**Rows**
** Begin **
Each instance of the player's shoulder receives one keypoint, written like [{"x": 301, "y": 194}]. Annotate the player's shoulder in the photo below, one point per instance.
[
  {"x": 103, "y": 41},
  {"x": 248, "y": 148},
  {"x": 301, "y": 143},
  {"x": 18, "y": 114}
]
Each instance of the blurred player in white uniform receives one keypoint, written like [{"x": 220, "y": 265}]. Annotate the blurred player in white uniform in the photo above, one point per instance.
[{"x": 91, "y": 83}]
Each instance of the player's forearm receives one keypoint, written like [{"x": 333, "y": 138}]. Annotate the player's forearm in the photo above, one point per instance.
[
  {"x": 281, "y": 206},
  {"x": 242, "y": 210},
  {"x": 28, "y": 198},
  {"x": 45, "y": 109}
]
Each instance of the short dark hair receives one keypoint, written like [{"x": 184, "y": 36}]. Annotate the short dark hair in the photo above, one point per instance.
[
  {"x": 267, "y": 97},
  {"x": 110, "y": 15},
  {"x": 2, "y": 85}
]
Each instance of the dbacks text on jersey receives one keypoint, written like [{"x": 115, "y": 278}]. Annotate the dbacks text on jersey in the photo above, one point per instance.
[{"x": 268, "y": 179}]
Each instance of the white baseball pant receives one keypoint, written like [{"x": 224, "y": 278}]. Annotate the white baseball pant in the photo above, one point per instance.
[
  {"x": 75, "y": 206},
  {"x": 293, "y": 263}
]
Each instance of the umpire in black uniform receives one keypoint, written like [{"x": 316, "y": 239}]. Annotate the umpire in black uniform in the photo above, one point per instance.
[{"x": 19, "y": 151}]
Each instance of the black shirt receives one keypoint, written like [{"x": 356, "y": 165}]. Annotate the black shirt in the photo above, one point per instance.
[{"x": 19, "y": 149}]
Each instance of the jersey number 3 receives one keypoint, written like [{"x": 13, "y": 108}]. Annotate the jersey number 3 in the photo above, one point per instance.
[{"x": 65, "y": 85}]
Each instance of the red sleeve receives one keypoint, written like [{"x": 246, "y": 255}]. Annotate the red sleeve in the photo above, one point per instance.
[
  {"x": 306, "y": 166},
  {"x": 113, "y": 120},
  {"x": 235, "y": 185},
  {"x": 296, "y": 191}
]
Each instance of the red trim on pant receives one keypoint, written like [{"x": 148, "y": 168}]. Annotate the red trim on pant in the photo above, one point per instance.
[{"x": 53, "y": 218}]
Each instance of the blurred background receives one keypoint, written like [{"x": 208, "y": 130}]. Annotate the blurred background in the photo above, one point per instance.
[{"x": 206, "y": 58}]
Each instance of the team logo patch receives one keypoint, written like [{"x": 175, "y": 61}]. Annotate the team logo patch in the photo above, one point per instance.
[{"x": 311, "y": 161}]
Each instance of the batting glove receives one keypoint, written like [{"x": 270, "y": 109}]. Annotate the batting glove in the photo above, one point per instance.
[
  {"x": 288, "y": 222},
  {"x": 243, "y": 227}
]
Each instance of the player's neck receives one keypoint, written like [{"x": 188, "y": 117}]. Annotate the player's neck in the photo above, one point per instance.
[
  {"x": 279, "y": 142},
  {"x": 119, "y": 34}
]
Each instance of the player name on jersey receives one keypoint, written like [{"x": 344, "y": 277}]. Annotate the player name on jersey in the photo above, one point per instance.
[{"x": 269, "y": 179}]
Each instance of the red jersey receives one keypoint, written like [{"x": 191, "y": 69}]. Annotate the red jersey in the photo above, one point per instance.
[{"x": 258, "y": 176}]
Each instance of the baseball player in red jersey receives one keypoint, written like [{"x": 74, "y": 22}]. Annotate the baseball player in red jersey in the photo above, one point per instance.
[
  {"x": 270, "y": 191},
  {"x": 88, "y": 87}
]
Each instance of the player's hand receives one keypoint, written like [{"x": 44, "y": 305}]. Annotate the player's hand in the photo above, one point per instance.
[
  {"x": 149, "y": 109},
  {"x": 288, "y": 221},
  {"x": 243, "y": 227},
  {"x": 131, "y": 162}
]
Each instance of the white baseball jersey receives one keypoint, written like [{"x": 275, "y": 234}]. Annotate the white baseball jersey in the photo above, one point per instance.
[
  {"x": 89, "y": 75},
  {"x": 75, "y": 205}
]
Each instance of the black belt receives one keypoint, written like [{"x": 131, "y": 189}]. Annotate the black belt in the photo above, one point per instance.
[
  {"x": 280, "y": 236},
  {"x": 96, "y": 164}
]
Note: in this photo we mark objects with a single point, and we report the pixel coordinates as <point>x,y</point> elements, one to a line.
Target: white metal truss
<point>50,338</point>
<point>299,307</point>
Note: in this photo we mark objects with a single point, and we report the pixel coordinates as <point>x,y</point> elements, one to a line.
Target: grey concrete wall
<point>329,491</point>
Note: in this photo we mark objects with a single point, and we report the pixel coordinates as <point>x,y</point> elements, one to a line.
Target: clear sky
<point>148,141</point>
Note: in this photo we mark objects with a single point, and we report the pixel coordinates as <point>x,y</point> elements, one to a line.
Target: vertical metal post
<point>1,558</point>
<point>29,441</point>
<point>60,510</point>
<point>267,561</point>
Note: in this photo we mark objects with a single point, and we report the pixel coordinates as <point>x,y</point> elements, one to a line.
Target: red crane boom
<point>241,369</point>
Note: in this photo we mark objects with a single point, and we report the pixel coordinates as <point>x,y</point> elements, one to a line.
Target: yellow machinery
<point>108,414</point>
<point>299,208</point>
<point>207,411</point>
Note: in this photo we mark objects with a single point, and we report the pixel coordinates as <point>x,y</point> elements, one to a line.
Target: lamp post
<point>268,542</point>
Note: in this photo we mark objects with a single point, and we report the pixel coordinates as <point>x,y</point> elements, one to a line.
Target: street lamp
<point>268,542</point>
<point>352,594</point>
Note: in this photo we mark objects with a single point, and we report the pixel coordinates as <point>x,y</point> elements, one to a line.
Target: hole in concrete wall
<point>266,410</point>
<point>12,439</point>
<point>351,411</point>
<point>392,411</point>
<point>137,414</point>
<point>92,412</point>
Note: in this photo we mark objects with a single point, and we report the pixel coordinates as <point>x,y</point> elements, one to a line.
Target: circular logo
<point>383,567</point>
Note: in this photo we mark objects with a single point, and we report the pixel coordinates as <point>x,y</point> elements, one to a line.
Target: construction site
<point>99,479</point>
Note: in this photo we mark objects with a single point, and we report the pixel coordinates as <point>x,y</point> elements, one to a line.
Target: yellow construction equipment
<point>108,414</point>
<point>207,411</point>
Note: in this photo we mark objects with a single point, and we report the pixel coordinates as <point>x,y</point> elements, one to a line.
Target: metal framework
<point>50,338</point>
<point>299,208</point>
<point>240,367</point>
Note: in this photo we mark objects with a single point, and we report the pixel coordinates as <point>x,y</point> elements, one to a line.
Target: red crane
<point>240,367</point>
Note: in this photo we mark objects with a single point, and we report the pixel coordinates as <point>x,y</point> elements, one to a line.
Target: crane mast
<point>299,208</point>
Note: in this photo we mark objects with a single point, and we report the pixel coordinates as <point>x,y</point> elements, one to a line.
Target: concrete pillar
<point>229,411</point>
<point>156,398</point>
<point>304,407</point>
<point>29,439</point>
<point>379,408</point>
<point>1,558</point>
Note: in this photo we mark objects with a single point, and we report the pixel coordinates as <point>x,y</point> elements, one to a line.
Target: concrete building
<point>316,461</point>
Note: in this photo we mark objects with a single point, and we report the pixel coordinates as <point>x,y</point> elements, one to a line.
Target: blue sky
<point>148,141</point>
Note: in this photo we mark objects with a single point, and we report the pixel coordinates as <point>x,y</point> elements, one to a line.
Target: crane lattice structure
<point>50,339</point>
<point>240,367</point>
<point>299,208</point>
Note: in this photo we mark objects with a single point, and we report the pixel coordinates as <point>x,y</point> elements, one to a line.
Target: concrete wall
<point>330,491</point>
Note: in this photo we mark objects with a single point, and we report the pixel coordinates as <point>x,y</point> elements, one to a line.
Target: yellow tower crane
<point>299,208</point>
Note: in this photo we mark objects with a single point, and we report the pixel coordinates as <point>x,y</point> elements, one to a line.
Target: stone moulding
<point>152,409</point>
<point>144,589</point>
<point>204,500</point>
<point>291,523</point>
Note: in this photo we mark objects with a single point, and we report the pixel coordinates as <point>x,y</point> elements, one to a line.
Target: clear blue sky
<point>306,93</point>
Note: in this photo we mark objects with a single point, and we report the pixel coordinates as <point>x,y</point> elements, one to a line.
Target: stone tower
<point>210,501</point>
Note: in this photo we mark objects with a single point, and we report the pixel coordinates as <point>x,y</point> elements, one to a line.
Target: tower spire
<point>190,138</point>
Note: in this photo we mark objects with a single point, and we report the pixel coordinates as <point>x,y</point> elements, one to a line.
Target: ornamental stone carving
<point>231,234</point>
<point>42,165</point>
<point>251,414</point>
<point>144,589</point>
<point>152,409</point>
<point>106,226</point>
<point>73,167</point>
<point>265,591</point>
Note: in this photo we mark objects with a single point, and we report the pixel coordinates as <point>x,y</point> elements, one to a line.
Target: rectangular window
** End **
**Objective**
Please report each line above that contains the word "tower", copying every such line in full.

**Right answer**
Target: yellow tower crane
Target: stone tower
Target: tower spire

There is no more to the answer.